- _Exercise instructions_: Output each entry below as it stands, leaving out every picture.

▬▬▬▬▬▬▬▬▬▬

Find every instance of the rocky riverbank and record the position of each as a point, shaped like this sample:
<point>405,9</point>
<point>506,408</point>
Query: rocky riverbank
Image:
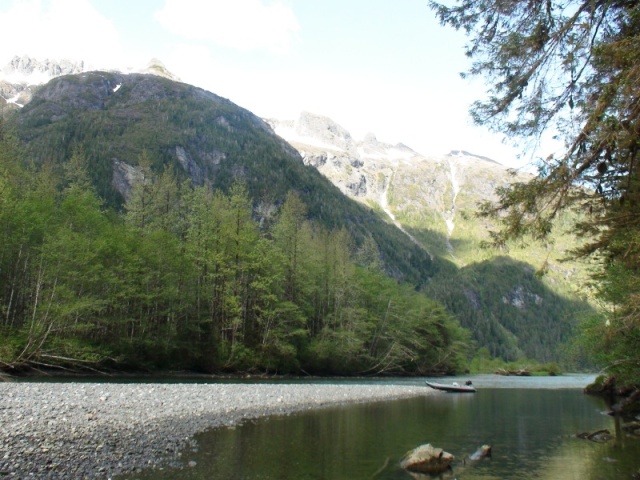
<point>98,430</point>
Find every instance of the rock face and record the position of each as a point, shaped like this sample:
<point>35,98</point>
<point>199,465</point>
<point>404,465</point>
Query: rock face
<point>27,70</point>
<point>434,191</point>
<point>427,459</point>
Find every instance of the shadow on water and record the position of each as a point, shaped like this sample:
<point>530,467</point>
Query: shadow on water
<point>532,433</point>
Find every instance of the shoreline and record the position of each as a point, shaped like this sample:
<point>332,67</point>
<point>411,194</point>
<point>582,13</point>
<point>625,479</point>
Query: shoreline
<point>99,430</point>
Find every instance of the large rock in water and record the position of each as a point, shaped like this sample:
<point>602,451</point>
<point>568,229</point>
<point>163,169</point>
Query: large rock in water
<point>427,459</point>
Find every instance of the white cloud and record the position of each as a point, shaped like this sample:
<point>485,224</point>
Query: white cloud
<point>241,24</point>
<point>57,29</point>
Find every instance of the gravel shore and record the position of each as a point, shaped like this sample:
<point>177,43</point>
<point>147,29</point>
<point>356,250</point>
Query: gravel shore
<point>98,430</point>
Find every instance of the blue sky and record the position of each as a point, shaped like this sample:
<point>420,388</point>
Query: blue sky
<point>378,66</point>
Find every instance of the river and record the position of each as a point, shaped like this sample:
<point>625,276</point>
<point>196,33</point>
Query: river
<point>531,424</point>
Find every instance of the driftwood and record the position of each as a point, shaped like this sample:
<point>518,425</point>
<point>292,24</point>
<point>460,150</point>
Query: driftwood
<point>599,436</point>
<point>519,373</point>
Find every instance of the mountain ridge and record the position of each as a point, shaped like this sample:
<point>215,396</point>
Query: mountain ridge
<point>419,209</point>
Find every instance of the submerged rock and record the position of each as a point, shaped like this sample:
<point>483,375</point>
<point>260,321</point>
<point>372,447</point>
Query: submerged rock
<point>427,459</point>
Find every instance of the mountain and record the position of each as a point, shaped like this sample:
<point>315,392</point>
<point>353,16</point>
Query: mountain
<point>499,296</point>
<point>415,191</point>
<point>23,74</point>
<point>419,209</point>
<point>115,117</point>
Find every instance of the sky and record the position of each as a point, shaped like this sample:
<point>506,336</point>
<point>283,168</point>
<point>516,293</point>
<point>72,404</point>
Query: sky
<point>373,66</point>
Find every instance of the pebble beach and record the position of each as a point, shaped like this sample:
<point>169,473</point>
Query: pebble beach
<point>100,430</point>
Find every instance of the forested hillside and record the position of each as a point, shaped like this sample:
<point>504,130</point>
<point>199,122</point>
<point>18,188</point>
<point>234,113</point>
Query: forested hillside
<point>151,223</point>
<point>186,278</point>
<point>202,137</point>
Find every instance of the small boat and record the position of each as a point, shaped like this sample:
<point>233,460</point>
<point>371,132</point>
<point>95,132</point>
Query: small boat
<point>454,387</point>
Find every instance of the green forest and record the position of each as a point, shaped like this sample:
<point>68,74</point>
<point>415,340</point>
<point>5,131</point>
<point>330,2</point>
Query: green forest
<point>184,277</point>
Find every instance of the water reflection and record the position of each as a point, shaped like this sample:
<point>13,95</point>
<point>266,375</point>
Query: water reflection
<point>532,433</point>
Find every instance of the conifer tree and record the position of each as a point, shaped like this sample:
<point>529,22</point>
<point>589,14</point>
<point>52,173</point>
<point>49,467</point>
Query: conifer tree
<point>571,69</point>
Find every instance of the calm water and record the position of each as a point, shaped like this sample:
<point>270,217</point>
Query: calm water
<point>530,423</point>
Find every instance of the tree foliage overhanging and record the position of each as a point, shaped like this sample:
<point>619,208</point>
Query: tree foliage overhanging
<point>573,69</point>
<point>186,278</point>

▬▬▬▬▬▬▬▬▬▬

- _Solved problem_:
Find every instance of the rocky riverbank and record the position of each as a point, shaped like this sample:
<point>405,9</point>
<point>506,408</point>
Query: rocky riverbank
Image:
<point>98,430</point>
Find every instance of the rock face and record the position of each as a point, shaped like this sample:
<point>35,98</point>
<point>199,465</point>
<point>404,465</point>
Query: rock face
<point>27,70</point>
<point>434,191</point>
<point>427,459</point>
Find every instance of the shadow on water and record the position of each as a point, shaped like this sample:
<point>530,467</point>
Query: shadow on water
<point>532,433</point>
Find every instance of the shoreline and record the position of each as a point, shaped like this sample:
<point>332,67</point>
<point>411,194</point>
<point>582,13</point>
<point>625,479</point>
Query: shoreline
<point>99,430</point>
Find every instance of the large rock in water and record the position of each as a point, shaped like this sample:
<point>602,451</point>
<point>568,229</point>
<point>163,169</point>
Query: large rock in water
<point>427,459</point>
Find every instance of the white cloud and record the position of each as a point, shaped like this sample:
<point>485,224</point>
Query: white cloud
<point>241,24</point>
<point>57,29</point>
Find every instance of the gravel shore and record the position of each as a point, shaped like this sample:
<point>177,43</point>
<point>147,29</point>
<point>356,250</point>
Query: gravel shore
<point>98,430</point>
Find every instance of the blue sky and record the position of each as a point, shaped like this sample:
<point>420,388</point>
Query: blue sky
<point>378,66</point>
Find every instance of the river and record the position of each as a point, shaped like this sample:
<point>625,276</point>
<point>196,33</point>
Query: river
<point>531,424</point>
Find every instance of the driftwood and record the position of each as a point, shaped like this sample:
<point>518,425</point>
<point>292,24</point>
<point>460,150</point>
Query: driftwood
<point>599,436</point>
<point>519,373</point>
Find every instance of the mountain ridge and record the position of each as a point, shaped like this sample:
<point>215,396</point>
Query: mountain ridge
<point>419,209</point>
Find every instance of the submerged rock and record the position of each as a point, shaped like this sample:
<point>483,375</point>
<point>260,321</point>
<point>372,447</point>
Query: submerged rock
<point>427,459</point>
Find every instance of the mountain and record the position of each as a point, shaped like this sample:
<point>315,392</point>
<point>353,16</point>
Query: mountain
<point>499,296</point>
<point>415,191</point>
<point>23,74</point>
<point>419,209</point>
<point>115,117</point>
Find every instance of the sky and record the position of each as a point, shaped like this sample:
<point>506,336</point>
<point>283,168</point>
<point>516,293</point>
<point>72,404</point>
Query: sky
<point>373,66</point>
Find every instance of the pebble beach and record the position of each as a point, shaped like this sample:
<point>169,473</point>
Query: pebble beach
<point>100,430</point>
Find every instance of the forested hillside and record the position of each as a point, shaped like this sample:
<point>504,130</point>
<point>199,122</point>
<point>18,188</point>
<point>234,113</point>
Query: forested hillside
<point>151,223</point>
<point>186,278</point>
<point>202,137</point>
Find every instance of the small boat and record the position of each as a point, shaped like this sample:
<point>233,460</point>
<point>371,132</point>
<point>95,132</point>
Query: small boat
<point>454,387</point>
Find every instance of the green forest and record the position of each as a point, shaped like this sample:
<point>68,74</point>
<point>415,340</point>
<point>5,131</point>
<point>330,2</point>
Query: green forest
<point>184,277</point>
Find every instance of the water reflection and record the position of each as a point, shaped like this sample:
<point>13,95</point>
<point>266,375</point>
Query: water reflection
<point>532,433</point>
Find every instance of the conifer tree and record the position of each as a point, shaped like this sample:
<point>529,22</point>
<point>589,14</point>
<point>52,173</point>
<point>49,467</point>
Query: conifer tree
<point>571,69</point>
Find every instance of the calm water and record the position of each as a point, shaped like this sample:
<point>270,217</point>
Query: calm water
<point>530,423</point>
Find every instance of the tree foliage overhanging and record the position of each as a point, shaped like this sample:
<point>619,208</point>
Query: tree foliage overhanging
<point>573,69</point>
<point>186,278</point>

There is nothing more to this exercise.